*Exercise prompt*. Reproduce every line of the data below, including the requests, and shift each coordinate in the answers by -9 without changing the requests or their format samples. Leave the pictures out.

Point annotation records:
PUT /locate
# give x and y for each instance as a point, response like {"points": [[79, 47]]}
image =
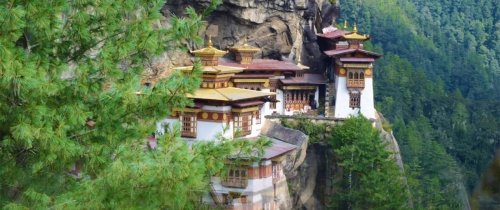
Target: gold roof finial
{"points": [[209, 41], [245, 41], [300, 65], [354, 35]]}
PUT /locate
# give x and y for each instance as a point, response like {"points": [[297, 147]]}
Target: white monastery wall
{"points": [[342, 109]]}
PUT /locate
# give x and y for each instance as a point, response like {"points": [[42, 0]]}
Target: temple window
{"points": [[354, 100], [273, 104], [257, 117], [276, 171], [355, 79], [236, 177], [243, 123], [188, 122]]}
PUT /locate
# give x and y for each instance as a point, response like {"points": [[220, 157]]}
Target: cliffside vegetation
{"points": [[368, 177], [73, 128], [439, 84]]}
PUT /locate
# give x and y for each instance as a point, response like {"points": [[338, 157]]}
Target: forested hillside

*The output*.
PUT /locate
# give x and y for each instance as a point, response like {"points": [[79, 47]]}
image =
Target: gold roof finial
{"points": [[200, 32], [236, 32], [291, 56], [345, 26]]}
PUT /locate
# give x and y for each instance as a point, response like {"points": [[297, 147]]}
Target: white monastery wall
{"points": [[333, 100]]}
PUT /locate
# give x and y for each instance as a point, response like {"points": [[42, 0]]}
Target: temple window
{"points": [[345, 91], [264, 95], [248, 108], [267, 162], [346, 70], [227, 168], [234, 114], [179, 113]]}
PUT /locate
# give x and y for each instance as a point, response like {"points": [[220, 157]]}
Target: cliffside vegetation
{"points": [[359, 168], [64, 119], [430, 75]]}
PUT /locate
# give x and y for each instance as a point, response like {"points": [[338, 157]]}
Target: forested hillside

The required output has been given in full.